= BRIEF =
Read through the lines below for the string "mountain" and copy each one that has it.

= Stored dataset items =

╭──

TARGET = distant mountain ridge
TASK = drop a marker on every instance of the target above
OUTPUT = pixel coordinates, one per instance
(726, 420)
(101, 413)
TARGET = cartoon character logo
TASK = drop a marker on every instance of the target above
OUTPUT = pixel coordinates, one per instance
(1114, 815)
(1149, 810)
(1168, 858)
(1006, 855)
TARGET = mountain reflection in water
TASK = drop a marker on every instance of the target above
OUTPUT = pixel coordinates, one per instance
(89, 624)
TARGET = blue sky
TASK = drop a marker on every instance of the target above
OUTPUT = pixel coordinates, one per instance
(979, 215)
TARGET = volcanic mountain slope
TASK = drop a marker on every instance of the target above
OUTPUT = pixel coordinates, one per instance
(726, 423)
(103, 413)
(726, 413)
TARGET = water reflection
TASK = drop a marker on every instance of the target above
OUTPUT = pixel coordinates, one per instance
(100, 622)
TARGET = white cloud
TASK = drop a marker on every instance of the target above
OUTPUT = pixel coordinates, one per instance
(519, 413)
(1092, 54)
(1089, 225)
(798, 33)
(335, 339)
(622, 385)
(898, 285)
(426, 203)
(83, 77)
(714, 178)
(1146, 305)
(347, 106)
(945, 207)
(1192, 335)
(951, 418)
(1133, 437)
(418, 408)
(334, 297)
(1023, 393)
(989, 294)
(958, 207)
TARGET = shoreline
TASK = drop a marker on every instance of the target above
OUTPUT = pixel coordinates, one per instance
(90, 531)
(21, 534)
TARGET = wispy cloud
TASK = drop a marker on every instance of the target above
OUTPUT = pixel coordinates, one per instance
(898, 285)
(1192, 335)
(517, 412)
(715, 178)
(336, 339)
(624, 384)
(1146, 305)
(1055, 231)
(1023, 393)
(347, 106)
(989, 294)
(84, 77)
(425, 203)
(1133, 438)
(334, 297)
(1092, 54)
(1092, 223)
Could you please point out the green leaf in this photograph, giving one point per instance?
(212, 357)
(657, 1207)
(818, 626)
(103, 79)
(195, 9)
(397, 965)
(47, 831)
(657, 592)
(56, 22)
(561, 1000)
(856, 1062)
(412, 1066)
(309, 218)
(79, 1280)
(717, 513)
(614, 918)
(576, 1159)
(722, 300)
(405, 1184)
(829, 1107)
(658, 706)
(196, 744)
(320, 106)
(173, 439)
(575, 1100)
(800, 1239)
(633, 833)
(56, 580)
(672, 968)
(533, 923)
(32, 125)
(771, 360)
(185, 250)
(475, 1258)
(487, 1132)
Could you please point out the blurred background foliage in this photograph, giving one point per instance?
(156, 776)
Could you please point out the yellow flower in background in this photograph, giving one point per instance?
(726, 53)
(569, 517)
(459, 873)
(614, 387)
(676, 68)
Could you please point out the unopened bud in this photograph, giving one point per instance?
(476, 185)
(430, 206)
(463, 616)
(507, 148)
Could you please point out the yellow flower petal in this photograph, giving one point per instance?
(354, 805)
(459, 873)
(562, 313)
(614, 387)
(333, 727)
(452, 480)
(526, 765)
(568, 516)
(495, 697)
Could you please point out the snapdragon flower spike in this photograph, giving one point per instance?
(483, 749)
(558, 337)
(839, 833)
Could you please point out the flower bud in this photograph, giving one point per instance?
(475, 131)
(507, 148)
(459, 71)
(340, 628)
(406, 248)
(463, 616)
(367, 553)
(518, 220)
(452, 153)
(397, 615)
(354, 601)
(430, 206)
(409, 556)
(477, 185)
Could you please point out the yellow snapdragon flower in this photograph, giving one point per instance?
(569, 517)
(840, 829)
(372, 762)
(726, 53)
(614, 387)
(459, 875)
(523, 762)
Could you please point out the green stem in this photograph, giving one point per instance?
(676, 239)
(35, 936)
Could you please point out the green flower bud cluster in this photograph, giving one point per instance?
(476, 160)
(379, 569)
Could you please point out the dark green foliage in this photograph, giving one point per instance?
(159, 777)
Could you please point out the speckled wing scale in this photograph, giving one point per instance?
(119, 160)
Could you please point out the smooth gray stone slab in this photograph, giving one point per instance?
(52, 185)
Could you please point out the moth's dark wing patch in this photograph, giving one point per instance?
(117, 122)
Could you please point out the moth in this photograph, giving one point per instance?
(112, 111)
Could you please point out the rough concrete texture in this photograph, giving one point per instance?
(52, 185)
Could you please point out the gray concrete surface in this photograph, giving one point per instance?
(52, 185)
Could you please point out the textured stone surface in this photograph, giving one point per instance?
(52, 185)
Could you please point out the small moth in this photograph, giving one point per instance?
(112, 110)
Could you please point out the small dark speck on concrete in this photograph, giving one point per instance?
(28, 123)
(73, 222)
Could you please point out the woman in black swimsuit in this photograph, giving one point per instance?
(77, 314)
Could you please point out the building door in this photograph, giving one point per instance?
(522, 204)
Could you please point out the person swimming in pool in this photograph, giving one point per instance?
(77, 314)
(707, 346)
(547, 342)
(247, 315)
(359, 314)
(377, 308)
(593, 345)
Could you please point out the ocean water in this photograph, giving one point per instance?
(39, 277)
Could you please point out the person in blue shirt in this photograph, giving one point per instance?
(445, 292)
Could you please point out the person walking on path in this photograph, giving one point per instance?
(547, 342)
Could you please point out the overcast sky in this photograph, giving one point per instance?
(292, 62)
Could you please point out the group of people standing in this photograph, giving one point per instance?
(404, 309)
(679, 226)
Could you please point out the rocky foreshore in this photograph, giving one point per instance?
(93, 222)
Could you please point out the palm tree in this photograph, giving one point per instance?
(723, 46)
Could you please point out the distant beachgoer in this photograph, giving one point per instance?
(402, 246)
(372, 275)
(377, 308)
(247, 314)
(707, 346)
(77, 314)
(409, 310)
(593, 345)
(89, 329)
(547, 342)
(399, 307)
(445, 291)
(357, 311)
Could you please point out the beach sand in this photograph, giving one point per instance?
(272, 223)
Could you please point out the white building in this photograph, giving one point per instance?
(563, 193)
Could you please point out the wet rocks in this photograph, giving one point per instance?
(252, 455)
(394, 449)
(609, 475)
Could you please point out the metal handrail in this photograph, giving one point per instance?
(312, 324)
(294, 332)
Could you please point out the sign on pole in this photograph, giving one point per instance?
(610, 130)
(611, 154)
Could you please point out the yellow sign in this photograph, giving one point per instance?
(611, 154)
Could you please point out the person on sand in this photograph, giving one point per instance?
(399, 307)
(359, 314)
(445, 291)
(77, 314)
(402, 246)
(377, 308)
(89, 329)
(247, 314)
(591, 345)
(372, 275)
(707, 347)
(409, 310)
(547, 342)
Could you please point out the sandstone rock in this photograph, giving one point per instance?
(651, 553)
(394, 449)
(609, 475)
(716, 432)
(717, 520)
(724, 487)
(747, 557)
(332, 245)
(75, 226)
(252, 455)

╰──

= ANSWER =
TARGET = distant mountain ridge
TARGET = mountain reflection in water
TARGET = volcanic mountain slope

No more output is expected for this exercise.